## Extrait étudié:
........
"L'euro devrait continuer de baisser contre dollar cette année"

13/04/2010 - 10:50 - Option Finance

(AOF) - Interview d'Eric Vergnaud, responsable Economies OCDE, direction des études économiques, BNP Paribas.

L'euro peut-il durablement se déprécier ?

L'euro devrait continuer de baisser contre dollar cette année, la parité eurodollar pouvant se situer autour de 1,25 en fin d'année et même passer sous ce seuil au cours du premier semestre 2011. Plusieurs facteurs plaident pour ce mouvement. Tout d'abord, l'écart de croissance qui s'est creusé dès la fin de l'année dernière en faveur des Etats-Unis par rapport à la zone euro devrait se confirmer cette année et l'année prochaine, avec des taux de croissance de, respectivement, 1 % et 1,25 % dans la zone euro, et proche de 3 % les deux prochaines années aux Etats-Unis. Ensuite, le relèvement des taux directeurs sera probablement plus précoce aux Etats-Unis. Nous tablons sur une remontée de l'objectif des fed funds dès le premier semestre 2011, tandis que la BCE pourrait attendre le second semestre pour relever le refi. En outre, nous prévoyons une remontée moins rapide et plus limitée des taux longs dans la zone euro. A l'horizon de la fin de 2011, les rendements sur les titres d'Etat américains à dix ans pourraient atteindre 4,50 %, contre 3,5 % pour le rendement du Bund de même échéance. Enfin, les inquiétudes persistantes concernant la dette grecque et, peut-être, celles d'autres Etats de la zone euro devraient continuer de peser sur la monnaie unique. Les taux sur les obligations publiques grecques à dix ans sont de nouveau passés au-dessus de 7 %, à cause des incertitudes sur les modalités d'un déclenchement effectif du dispositif européen de soutien à la Grèce. Nous n'attendons pas pour autant un effondrement de l'euro : la parité eurodollar pourrait renouer avec un niveau à 1,35 à fin 2012.
........
## Données présentées:
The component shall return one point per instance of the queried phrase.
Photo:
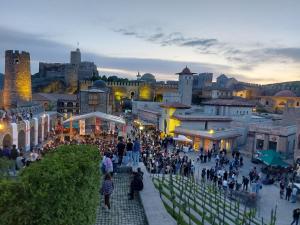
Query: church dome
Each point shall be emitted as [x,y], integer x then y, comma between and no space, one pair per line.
[186,71]
[285,93]
[148,77]
[99,84]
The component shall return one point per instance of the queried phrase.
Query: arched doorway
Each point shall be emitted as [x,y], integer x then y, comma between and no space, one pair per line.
[21,139]
[32,135]
[45,128]
[7,141]
[40,132]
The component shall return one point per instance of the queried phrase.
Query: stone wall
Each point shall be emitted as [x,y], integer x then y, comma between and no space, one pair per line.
[17,81]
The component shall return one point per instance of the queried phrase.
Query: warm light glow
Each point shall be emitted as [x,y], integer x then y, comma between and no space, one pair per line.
[211,131]
[145,93]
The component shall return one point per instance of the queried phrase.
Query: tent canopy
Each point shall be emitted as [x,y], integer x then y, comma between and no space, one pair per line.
[100,115]
[182,138]
[272,158]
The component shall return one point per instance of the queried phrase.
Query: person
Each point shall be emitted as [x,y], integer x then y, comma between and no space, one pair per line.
[20,161]
[129,148]
[14,153]
[288,192]
[107,190]
[282,185]
[136,184]
[294,194]
[6,152]
[120,149]
[245,183]
[136,152]
[296,215]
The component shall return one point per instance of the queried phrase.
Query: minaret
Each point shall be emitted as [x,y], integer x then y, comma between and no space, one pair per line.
[185,86]
[75,58]
[17,79]
[297,145]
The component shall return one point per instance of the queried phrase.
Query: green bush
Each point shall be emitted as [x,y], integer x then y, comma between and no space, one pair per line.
[61,189]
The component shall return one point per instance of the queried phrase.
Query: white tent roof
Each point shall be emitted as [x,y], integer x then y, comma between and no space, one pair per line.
[103,116]
[182,138]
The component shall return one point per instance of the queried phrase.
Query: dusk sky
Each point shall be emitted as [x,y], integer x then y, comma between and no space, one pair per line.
[256,41]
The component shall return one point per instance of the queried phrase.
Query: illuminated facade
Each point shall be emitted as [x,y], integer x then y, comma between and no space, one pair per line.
[17,80]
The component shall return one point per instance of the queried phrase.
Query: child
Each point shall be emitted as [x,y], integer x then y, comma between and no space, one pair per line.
[107,189]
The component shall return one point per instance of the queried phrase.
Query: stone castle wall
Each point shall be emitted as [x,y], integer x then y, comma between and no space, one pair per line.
[17,80]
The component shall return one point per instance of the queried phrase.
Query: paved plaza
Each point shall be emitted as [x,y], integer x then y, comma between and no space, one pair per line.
[268,196]
[123,211]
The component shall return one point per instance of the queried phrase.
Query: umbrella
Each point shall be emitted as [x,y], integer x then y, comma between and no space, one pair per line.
[272,158]
[182,138]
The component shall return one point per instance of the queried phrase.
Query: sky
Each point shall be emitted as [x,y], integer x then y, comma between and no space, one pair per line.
[254,41]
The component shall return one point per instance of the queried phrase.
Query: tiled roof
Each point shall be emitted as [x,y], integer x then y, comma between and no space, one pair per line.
[229,102]
[177,105]
[201,118]
[216,135]
[53,97]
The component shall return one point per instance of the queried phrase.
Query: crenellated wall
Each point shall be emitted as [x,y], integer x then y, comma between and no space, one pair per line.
[17,80]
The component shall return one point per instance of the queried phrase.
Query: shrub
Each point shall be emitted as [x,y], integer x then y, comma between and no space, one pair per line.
[61,189]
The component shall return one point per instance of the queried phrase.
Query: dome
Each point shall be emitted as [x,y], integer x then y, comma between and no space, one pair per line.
[148,77]
[285,93]
[99,84]
[186,71]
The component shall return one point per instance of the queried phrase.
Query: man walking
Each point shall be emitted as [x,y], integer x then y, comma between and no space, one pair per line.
[296,215]
[129,148]
[120,149]
[136,152]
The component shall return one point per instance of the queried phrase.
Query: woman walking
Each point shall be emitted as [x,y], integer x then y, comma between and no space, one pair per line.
[107,190]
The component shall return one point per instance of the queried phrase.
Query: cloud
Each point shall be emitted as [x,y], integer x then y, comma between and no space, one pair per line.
[244,57]
[42,49]
[170,39]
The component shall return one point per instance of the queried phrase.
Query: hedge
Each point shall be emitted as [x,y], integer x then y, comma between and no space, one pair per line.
[61,189]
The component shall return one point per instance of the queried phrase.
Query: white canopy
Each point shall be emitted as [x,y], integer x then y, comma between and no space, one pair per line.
[103,116]
[182,138]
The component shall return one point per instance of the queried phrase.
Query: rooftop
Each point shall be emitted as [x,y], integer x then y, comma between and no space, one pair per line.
[230,102]
[53,97]
[186,71]
[176,105]
[209,134]
[201,118]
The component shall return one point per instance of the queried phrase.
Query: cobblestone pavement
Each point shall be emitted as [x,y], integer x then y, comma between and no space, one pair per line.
[269,194]
[123,211]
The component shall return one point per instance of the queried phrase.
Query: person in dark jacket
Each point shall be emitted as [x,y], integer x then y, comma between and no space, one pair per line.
[107,190]
[136,184]
[296,215]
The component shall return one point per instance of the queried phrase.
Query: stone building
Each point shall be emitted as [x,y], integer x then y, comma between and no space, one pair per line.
[63,77]
[280,101]
[96,98]
[185,86]
[17,80]
[297,145]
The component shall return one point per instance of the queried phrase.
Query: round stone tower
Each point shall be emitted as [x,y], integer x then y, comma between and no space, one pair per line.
[297,144]
[185,86]
[75,57]
[17,79]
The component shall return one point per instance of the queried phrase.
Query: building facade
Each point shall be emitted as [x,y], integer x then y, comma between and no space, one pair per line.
[185,86]
[17,80]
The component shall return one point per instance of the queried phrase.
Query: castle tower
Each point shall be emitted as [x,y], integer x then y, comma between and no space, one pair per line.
[297,144]
[17,79]
[75,58]
[185,86]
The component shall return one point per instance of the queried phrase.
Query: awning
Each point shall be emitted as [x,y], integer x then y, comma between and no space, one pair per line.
[272,158]
[182,138]
[102,116]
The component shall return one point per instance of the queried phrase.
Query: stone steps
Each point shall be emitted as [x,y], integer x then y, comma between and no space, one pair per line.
[222,212]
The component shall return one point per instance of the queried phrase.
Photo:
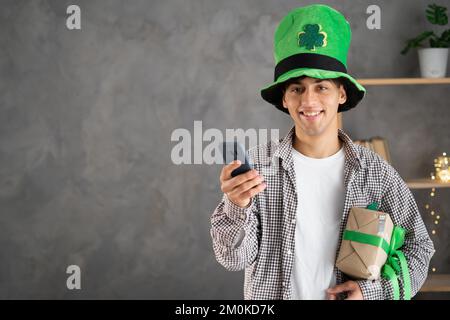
........
## Travail demandé:
1 > D'après l'entretien, autour de quel niveau la parité eurodollar pourrait-elle se situer en fin d'année ?
2 > Indiquez si chacune des affirmations suivantes est conforme à l'entretien, en citant les mots qui le montrent : (a) la BCE relèverait le refi avant la remontée des fed funds ; (b) les taux sur les obligations publiques grecques à dix ans ont dépassé 7 % ; (c) un effondrement de l'euro est attendu.
Répondez en vous fondant uniquement sur l'entretien.

## Corrigé des exercices:
1 > Autour de 1,25.

2 >
(a) Non : « Nous tablons sur une remontée de l'objectif des fed funds dès le premier semestre 2011, tandis que la BCE pourrait attendre le second semestre pour relever le refi. »
(b) Oui : « Les taux sur les obligations publiques grecques à dix ans sont de nouveau passés au-dessus de 7 % ».
(c) Non : « Nous n'attendons pas pour autant un effondrement de l'euro ».